(Excerpts from a location annotation dataset)
▼

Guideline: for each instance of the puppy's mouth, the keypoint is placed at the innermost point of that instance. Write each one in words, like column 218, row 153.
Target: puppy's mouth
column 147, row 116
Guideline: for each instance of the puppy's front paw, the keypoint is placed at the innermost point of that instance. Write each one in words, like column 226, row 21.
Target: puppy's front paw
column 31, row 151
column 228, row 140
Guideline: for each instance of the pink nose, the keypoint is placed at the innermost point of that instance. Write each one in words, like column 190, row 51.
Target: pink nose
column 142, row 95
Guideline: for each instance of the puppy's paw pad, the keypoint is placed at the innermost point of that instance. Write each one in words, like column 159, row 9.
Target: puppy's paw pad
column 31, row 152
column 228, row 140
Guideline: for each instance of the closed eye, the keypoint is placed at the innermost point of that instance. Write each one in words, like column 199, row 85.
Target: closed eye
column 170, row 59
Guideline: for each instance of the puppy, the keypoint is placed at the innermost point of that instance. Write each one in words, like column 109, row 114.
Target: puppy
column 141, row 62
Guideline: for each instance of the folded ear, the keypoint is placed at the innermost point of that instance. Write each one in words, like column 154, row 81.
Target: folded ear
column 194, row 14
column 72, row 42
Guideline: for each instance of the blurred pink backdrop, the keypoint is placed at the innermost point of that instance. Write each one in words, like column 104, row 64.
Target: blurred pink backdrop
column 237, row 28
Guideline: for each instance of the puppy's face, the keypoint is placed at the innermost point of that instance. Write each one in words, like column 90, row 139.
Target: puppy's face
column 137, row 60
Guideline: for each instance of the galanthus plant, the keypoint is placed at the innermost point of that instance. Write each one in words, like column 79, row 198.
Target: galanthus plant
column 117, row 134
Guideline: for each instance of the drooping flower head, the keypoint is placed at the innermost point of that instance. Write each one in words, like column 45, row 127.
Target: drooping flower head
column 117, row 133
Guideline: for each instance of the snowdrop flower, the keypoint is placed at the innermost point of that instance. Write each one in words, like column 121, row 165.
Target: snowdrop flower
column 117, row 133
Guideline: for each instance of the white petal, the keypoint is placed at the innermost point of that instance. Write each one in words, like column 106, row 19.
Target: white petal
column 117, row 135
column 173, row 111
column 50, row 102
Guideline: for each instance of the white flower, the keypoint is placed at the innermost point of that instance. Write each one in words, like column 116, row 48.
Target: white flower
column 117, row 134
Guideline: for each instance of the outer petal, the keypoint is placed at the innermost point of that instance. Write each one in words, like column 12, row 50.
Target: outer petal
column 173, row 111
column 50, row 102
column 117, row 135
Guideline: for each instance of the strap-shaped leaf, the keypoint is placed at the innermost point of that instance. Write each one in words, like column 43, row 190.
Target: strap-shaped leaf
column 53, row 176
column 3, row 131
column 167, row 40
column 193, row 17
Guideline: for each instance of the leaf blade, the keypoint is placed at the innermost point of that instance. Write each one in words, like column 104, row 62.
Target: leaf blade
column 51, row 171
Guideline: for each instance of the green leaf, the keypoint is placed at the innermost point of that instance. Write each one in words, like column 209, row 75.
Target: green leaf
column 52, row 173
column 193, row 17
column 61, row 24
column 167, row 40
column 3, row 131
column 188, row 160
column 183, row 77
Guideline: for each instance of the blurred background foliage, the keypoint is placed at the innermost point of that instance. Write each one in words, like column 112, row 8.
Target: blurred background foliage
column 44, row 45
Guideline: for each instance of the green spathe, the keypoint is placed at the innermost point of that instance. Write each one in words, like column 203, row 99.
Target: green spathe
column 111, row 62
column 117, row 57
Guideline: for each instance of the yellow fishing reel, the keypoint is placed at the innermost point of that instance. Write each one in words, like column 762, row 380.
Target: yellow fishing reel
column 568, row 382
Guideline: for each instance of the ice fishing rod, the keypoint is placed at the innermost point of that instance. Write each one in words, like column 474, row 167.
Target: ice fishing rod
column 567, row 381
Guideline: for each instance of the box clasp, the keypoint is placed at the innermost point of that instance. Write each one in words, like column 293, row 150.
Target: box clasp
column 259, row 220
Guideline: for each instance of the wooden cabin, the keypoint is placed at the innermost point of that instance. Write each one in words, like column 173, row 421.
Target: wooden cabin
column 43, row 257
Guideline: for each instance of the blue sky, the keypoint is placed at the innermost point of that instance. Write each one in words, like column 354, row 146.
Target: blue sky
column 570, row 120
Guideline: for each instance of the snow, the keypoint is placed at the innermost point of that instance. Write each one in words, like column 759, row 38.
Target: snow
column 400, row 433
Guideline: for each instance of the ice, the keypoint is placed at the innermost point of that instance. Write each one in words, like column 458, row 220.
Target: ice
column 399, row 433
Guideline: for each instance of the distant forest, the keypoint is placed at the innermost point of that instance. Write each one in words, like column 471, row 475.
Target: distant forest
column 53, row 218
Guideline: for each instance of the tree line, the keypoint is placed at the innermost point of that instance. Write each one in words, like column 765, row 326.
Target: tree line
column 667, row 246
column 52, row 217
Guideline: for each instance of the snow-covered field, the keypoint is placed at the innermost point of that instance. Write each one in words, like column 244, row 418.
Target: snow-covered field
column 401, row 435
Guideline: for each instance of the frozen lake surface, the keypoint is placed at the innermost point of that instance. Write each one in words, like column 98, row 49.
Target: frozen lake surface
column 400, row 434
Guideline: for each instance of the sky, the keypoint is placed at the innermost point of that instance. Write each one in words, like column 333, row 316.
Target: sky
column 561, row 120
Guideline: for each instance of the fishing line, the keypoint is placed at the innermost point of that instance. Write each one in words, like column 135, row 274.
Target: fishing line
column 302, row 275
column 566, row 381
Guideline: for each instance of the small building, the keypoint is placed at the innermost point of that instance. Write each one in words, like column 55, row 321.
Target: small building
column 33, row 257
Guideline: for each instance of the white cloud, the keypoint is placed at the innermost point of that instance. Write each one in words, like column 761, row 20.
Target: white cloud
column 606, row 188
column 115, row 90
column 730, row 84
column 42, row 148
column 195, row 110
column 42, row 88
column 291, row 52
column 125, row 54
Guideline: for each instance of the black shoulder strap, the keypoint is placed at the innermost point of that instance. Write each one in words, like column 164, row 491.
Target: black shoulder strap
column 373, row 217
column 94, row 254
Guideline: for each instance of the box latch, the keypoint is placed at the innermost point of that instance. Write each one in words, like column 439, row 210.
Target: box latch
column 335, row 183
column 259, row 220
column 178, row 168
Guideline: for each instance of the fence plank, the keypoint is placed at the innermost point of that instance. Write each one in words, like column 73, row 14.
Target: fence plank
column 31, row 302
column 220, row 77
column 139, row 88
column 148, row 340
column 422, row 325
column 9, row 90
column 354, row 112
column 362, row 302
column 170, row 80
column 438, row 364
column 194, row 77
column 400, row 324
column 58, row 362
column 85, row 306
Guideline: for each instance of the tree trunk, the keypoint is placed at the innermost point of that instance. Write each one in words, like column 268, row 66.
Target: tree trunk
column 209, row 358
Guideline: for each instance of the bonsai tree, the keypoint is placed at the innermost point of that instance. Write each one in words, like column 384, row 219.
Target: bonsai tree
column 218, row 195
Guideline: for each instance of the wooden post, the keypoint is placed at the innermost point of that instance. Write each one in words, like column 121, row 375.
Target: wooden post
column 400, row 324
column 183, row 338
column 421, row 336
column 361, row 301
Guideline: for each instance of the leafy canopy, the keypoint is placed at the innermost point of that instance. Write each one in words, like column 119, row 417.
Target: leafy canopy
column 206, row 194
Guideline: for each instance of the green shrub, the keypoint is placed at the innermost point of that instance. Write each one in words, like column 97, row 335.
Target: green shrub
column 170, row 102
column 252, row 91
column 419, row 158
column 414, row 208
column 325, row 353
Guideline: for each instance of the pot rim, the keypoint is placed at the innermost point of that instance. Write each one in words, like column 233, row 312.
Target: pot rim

▲

== Written exercise ==
Reproduce word for word the lines of the items, starting with the line that contains "Guideline: for each instance of the wooden post, the" and continuing through the last line of the items.

== Task answer ==
Guideline: for each instance of the wooden post, the keypoint is placed at the innermost point of that instance. Write each one in words, like column 121, row 375.
Target: wooden post
column 400, row 324
column 183, row 338
column 421, row 336
column 361, row 301
Guideline: for each instance of the leafy canopy, the keypoint is placed at the innermost point of that instance. Write each one in words, like column 119, row 417.
Target: leafy canopy
column 206, row 194
Guideline: for each instance of the green shrub, the keypoint is placed at the innermost point of that instance. Write each one in words, like column 97, row 335.
Target: green shrub
column 170, row 102
column 252, row 91
column 419, row 158
column 414, row 208
column 325, row 353
Guideline: for each instance of the pot rim, the keypoint is placed at the innermost point of that instance. Write each one in words, like column 233, row 312.
Target: pot rim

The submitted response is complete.